SET EXERCISE:
What do the lines say from the one containing "Exercise. Point out the stone rubble" to the end of the records? Restate them word for word, and only those.

Rows from a pointing dataset:

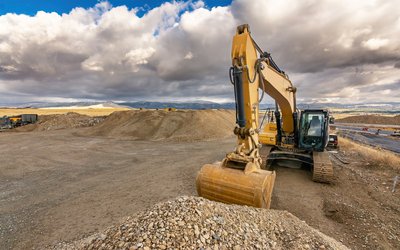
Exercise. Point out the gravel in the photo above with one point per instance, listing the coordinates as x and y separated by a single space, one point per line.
197 223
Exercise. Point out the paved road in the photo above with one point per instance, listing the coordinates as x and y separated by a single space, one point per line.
382 141
355 128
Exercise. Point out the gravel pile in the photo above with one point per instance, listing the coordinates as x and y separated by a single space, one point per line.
197 223
62 121
155 125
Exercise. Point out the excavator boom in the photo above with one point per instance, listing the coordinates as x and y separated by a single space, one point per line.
241 177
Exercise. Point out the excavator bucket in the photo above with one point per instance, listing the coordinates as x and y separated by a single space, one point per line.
235 186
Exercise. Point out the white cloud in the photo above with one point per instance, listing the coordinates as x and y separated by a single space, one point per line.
375 43
332 50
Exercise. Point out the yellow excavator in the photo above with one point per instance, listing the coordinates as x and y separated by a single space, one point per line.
244 176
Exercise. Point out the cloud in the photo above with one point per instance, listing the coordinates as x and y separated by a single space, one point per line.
332 50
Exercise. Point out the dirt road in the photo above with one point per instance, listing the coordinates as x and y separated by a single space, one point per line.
57 186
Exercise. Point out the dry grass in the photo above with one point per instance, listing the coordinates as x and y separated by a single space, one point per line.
41 111
376 156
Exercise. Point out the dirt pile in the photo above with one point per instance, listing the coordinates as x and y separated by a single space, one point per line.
181 125
62 121
372 119
197 223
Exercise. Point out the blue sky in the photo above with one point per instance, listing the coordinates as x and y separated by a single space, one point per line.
179 51
30 7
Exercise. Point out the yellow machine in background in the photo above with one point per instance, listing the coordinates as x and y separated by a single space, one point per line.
289 135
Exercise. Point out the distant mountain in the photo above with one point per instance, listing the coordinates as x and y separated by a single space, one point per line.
384 107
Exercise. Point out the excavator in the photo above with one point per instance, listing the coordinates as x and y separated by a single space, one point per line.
297 136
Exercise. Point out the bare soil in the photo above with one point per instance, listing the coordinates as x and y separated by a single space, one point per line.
65 184
372 119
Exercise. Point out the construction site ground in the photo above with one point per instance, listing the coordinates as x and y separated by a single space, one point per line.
63 185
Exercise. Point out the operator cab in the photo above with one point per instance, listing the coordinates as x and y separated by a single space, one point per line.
313 127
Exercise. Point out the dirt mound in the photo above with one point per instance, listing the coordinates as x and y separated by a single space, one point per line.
372 119
181 125
197 223
62 121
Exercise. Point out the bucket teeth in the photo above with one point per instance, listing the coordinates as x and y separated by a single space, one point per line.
234 186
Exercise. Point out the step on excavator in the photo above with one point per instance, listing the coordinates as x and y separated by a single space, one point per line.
246 176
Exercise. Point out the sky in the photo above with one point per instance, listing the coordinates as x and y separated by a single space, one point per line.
335 51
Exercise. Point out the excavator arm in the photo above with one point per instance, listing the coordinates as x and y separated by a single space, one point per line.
239 178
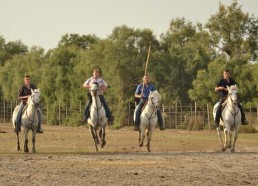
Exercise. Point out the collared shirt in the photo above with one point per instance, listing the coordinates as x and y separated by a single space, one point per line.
99 80
25 91
146 90
224 83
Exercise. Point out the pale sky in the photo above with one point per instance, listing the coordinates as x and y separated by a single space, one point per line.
44 22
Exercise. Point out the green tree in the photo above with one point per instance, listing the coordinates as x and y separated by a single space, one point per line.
234 32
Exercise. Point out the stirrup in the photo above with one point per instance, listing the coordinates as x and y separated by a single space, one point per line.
136 128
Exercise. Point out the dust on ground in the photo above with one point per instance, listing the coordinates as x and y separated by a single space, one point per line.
67 156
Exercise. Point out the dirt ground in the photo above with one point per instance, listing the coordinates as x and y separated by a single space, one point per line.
67 156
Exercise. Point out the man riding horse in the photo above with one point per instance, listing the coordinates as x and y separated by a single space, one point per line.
24 94
142 92
221 88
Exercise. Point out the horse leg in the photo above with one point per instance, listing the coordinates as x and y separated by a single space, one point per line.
230 139
26 149
235 138
226 138
103 141
142 137
149 134
93 135
18 142
220 138
34 140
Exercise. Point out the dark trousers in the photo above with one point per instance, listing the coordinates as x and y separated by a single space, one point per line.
138 114
86 113
219 111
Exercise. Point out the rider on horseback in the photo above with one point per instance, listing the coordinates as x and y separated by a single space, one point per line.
142 92
102 86
221 88
24 94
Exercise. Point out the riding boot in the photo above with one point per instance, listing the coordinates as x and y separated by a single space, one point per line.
138 115
108 112
39 130
86 113
243 119
160 120
218 115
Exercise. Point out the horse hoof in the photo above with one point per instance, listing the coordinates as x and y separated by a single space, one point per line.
103 144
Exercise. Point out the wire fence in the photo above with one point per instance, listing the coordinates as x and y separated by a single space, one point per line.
176 115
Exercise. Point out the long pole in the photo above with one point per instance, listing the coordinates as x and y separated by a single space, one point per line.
147 61
146 66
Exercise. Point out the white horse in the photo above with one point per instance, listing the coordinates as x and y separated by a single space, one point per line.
231 119
29 120
149 118
97 117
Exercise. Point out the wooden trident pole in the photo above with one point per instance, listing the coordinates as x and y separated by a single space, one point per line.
146 66
147 61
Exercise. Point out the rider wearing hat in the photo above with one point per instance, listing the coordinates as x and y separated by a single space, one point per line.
221 88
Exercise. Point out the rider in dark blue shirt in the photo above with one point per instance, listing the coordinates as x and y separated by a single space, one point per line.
142 92
221 88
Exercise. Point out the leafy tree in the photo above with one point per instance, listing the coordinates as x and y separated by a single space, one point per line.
234 32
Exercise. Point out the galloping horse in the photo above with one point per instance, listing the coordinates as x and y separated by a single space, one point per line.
231 119
29 120
149 118
97 118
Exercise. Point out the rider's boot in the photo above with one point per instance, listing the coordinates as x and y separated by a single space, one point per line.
243 120
160 120
217 117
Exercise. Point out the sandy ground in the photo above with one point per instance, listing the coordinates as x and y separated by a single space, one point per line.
66 156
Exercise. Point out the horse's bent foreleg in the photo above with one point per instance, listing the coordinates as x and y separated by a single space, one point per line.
220 139
34 141
226 139
18 141
92 131
230 139
149 135
142 137
235 138
103 141
26 149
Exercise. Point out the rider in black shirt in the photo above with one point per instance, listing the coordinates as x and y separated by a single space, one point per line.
221 88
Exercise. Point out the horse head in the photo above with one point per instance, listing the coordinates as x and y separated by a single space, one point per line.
34 97
94 88
232 93
155 98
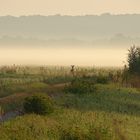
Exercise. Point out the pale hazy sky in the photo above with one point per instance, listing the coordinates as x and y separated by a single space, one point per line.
68 7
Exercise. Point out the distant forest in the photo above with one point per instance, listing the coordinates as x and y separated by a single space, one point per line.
57 29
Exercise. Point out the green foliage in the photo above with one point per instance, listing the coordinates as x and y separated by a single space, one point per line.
39 104
77 133
81 86
134 60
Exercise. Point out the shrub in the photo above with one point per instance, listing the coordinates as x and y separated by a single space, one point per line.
38 104
81 86
77 133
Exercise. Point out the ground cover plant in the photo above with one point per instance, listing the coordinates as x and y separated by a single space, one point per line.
108 109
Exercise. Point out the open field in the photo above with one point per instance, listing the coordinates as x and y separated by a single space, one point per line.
110 110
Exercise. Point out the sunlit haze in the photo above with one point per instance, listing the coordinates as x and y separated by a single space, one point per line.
68 7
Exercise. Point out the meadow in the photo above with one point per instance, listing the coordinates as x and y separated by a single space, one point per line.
90 104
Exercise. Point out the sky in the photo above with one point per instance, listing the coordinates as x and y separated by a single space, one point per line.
68 7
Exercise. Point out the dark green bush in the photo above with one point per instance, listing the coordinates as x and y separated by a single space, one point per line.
76 133
38 104
81 86
102 79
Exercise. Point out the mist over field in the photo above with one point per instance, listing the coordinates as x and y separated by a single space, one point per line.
90 40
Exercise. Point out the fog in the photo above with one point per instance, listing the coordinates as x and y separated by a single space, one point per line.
81 56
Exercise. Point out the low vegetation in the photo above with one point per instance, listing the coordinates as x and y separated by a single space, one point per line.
38 104
60 104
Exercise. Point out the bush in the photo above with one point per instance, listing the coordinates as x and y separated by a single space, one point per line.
38 104
80 86
77 133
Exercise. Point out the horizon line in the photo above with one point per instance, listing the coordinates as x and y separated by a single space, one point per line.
78 15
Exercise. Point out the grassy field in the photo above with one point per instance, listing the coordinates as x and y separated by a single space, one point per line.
109 112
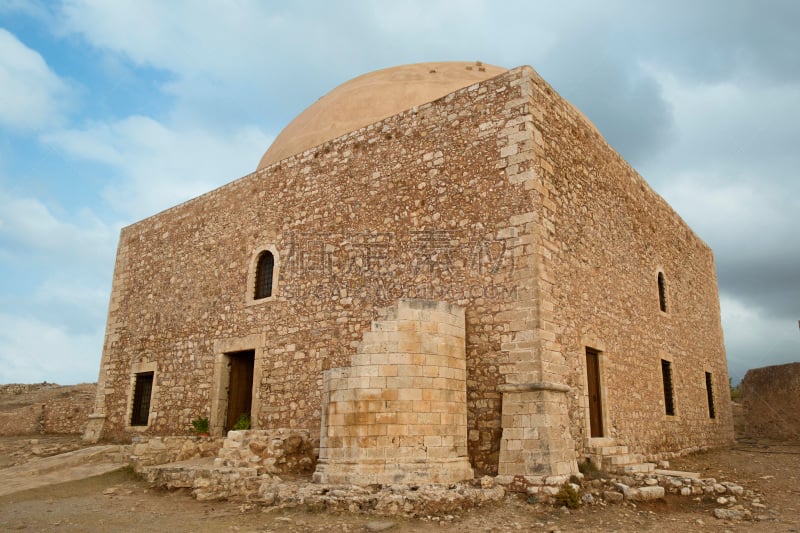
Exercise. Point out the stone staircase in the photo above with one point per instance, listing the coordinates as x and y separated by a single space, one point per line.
609 456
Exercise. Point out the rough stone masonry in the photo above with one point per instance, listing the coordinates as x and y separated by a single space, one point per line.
591 311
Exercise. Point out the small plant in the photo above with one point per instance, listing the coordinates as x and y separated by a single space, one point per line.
567 497
200 425
243 422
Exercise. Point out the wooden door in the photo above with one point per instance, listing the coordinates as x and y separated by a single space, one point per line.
240 388
595 403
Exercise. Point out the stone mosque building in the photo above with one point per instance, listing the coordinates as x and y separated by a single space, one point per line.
441 269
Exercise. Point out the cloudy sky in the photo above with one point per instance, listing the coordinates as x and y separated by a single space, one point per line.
111 111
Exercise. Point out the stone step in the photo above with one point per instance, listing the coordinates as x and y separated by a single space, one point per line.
623 459
608 450
599 442
197 473
638 468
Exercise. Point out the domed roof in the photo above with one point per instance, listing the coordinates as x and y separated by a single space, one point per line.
371 97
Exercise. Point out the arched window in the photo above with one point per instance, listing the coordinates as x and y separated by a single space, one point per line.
662 292
266 264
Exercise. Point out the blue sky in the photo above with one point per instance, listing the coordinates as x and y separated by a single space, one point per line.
113 111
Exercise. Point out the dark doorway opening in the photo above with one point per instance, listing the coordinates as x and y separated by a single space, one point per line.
142 390
595 401
240 387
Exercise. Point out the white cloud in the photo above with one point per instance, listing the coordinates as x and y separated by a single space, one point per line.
27 226
33 96
156 166
753 340
32 350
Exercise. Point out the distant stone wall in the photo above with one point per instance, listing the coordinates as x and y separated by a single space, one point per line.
771 402
45 408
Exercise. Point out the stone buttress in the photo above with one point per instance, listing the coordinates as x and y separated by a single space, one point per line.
398 414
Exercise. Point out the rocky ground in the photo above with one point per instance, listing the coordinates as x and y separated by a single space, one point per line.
768 472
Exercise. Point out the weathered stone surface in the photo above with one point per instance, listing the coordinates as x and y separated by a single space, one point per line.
650 493
728 514
500 198
409 426
383 525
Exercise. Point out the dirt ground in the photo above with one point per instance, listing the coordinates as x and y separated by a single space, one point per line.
121 502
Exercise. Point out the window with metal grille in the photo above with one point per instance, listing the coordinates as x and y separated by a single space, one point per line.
710 394
666 376
266 264
142 388
662 292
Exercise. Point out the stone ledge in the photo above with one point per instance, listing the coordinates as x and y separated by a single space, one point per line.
536 386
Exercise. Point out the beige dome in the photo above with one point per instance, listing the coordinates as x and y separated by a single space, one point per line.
371 97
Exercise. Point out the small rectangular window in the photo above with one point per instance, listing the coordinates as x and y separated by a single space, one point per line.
666 376
142 389
710 394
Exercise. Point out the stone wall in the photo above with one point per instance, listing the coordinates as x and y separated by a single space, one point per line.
499 198
28 409
771 402
277 451
147 451
604 235
398 414
412 207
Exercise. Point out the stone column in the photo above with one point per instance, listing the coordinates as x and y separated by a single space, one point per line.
536 439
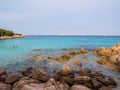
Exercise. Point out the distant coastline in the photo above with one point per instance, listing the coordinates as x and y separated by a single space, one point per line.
12 37
7 34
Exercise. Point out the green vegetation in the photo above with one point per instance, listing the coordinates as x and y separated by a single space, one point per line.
4 32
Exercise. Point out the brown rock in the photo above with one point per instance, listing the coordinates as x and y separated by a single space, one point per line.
79 87
66 80
66 71
97 75
81 79
105 88
4 86
102 62
2 71
49 85
84 73
40 74
109 81
13 78
96 84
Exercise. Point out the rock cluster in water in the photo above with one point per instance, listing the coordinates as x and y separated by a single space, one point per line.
66 79
109 57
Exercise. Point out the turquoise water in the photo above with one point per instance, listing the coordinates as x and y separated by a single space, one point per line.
9 54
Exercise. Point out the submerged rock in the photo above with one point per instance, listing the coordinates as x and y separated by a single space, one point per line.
12 78
2 71
36 58
82 79
105 88
82 51
66 71
40 74
62 58
4 86
110 57
79 87
102 62
78 63
72 53
49 85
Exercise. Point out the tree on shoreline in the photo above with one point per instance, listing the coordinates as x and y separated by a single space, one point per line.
4 32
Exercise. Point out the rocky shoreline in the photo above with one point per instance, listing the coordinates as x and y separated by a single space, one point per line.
12 37
36 78
110 57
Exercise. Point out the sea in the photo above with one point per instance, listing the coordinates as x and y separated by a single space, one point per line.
15 53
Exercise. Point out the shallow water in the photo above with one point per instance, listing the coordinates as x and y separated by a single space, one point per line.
16 58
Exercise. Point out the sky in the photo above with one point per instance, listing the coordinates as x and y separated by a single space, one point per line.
56 17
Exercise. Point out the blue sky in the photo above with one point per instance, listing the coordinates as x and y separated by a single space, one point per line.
54 17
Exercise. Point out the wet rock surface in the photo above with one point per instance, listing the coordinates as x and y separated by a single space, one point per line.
110 57
65 79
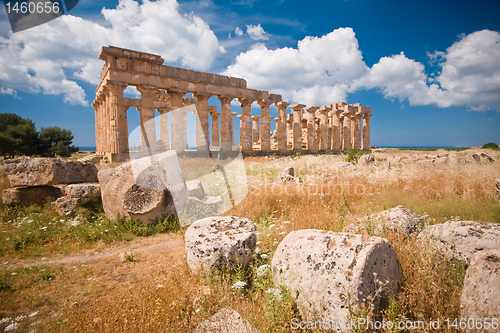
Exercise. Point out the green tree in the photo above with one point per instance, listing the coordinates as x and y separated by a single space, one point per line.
56 141
490 145
18 136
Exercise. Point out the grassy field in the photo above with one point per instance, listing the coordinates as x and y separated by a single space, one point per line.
65 274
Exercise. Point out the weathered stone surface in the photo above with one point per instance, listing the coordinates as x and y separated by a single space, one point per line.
287 175
366 159
497 189
195 189
326 270
143 189
398 219
214 202
225 321
43 171
482 157
220 242
32 195
462 239
481 291
67 204
85 190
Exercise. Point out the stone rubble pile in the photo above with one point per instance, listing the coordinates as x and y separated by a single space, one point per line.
67 184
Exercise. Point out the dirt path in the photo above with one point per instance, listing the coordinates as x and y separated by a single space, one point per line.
144 249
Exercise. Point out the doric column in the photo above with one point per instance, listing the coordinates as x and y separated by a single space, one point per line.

FINAL RESULT:
Exercise. Point out the stone rubble pile in the photo above with one point per instance, listing the coordinates as x and y separated by a single space, one point per line.
67 184
Exercise. Point out the dirt path in the photo above with one point per instance, listing the coordinates as x and y separated by a single space, one point per line.
144 249
Exercise. Point out the doric column in the photo above with one point per instance, listing the coordinates as x and y separated by a single space, one point per line.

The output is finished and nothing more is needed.